Database

Renku uses an internal database store in the .renku/metadata that uses a custom implementation of the ZODB object database, with a separate file per main entity.

Database

Custom database for store Persistent objects.

class renku.infrastructure.database.Cache[source]

Database Cache.

clear()[source]

Remove all entries.

get(oid, default=None)[source]

See IPickleCache.

Parameters:
  • oid – The oid of the object to get.

  • default – Default value to return if object wasn’t found (Default value = None).

Returns:

The object or default value if the object wasn’t found.

new_ghost(oid, object)[source]

See IPickleCache.

pop(oid, default=<object object>)[source]

Remove and return an object.

Parameters:
  • oid – The oid of the object to remove from the cache.

  • default – Default value to return (Default value = MARKER).

Raises:

KeyError – If object wasn’t found and no default was given.

Returns:

The removed object or the default value if it doesn’t exist.

→ **DATA RECORDS**:
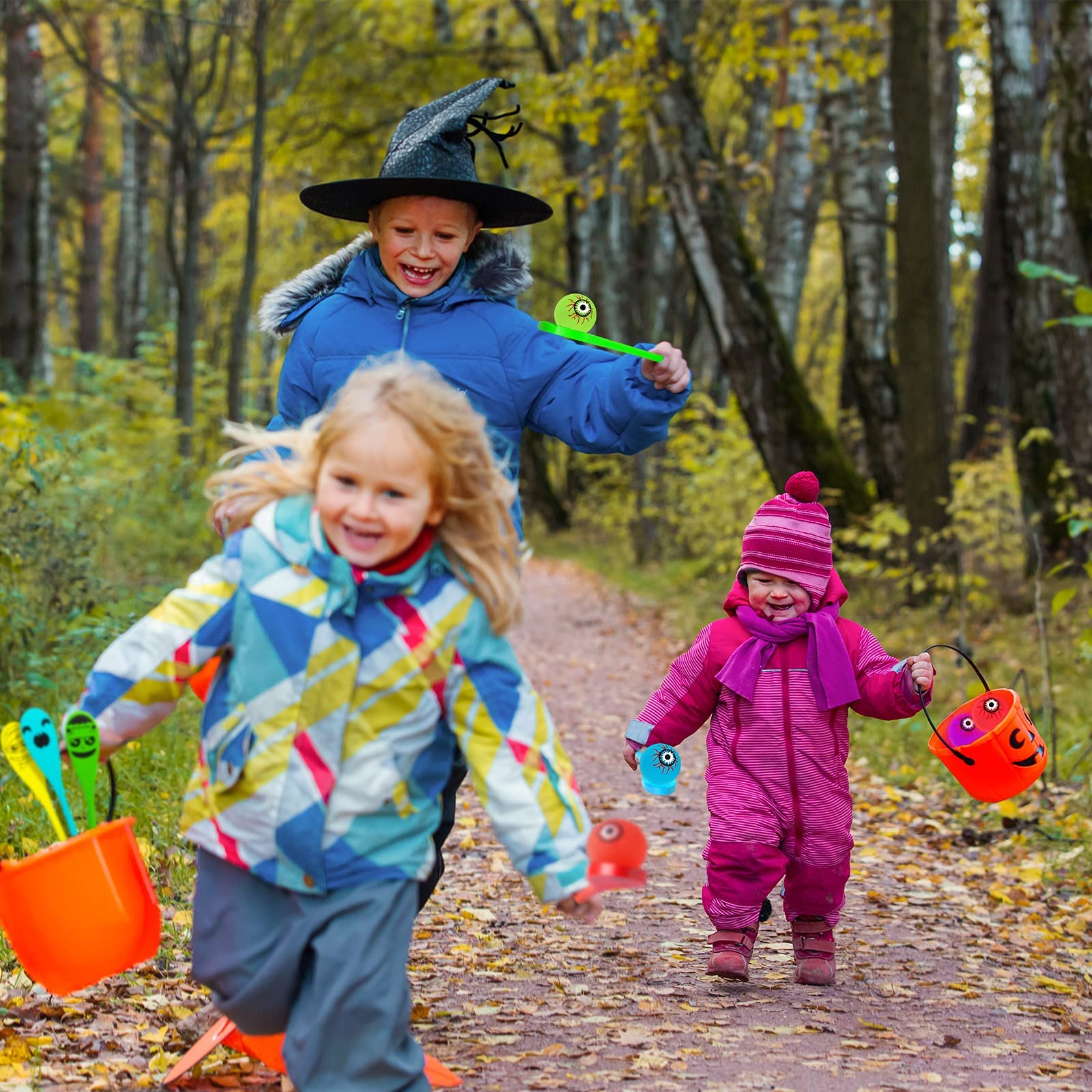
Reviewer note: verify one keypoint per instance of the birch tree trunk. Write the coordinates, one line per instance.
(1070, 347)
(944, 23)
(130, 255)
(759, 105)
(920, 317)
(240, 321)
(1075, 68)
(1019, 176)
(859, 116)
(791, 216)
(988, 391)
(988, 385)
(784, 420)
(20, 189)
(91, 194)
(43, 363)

==

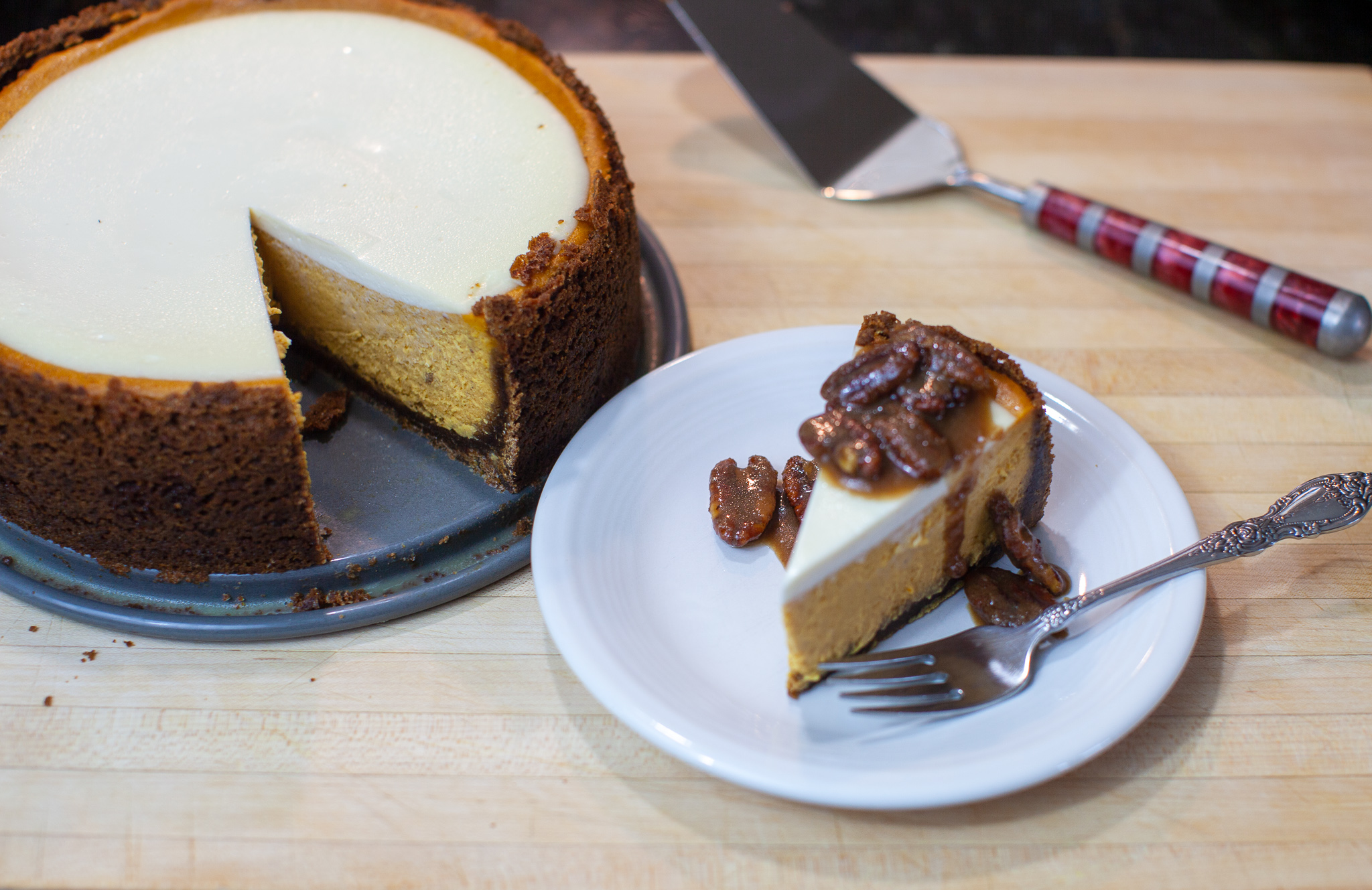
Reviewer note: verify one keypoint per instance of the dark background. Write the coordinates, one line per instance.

* * *

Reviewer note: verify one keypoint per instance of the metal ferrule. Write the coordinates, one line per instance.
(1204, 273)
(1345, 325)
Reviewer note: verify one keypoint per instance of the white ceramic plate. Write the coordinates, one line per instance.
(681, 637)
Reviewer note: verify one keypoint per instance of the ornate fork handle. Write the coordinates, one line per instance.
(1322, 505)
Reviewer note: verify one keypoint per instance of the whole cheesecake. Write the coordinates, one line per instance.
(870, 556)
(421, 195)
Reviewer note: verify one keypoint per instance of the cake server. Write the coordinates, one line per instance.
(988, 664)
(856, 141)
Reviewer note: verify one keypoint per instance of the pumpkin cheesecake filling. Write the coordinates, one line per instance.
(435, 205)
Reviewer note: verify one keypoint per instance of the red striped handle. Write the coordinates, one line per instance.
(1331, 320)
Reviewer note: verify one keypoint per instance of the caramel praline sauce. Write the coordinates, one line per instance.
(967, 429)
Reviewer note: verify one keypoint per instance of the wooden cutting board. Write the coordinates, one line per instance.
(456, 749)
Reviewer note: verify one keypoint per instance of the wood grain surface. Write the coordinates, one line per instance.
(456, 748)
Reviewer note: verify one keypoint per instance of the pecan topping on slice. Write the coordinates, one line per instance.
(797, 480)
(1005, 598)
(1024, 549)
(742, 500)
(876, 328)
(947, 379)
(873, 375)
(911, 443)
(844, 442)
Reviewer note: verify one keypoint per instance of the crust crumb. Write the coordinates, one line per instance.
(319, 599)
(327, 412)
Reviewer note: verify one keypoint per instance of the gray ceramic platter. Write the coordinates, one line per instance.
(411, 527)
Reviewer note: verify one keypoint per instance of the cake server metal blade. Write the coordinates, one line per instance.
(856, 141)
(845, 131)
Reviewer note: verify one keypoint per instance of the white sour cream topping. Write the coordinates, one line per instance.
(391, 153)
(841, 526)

→ **SHORT EXERCISE A**: In the Renku database documentation, what does the pop method raise when the object isn't found and no default was given?
→ **SHORT EXERCISE B**: Proceed with the Renku database documentation from the point where it stops.
The material has no connection to the Renku database documentation.

→ **TASK ANSWER A**: It raises a KeyError.

→ **TASK ANSWER B**:
class renku.infrastructure.database.Database(storage)[source]

The Metadata Object Database.

This class is equivalent to a persistent.DataManager and implements the persistent.interfaces.IPersistentDataManager interface.

add(object, oid)[source]

Add a new object to the database.

NOTE: Normally, we add objects to indexes but this method adds objects directly to Dataset’s root. Use it only for singleton objects that have no Index defined for them (e.g. Project).

Parameters:
  • object (persistent.Persistent) – The object to add.

  • oid (OID_TYPE, optional) – The oid for the object (Default value = None).

add_index(name, object_type, attribute=None, key_type=None)[source]

Add an index.

Parameters:
  • name (str) – The name of the index.

  • object_type (type) – The type contained within the index.

  • attribute (str, optional) – The attribute of the contained object to create a key from (Default value = None).

  • key_type (type, optional) – The type of the key (Default value = None).

Returns:

The created Index object.

Return type:

Index

add_root_object(name, obj)[source]

Add an object to the DB root.

Parameters:
  • name (str) – The key of the object.

  • obj (Persistent) – The object to store.

clear()[source]

Remove all objects and clear all caches. Objects won’t be deleted in the storage.

commit()[source]

Commit modified and new objects.

classmethod from_path(path)[source]

Create a Storage and Database using the given path.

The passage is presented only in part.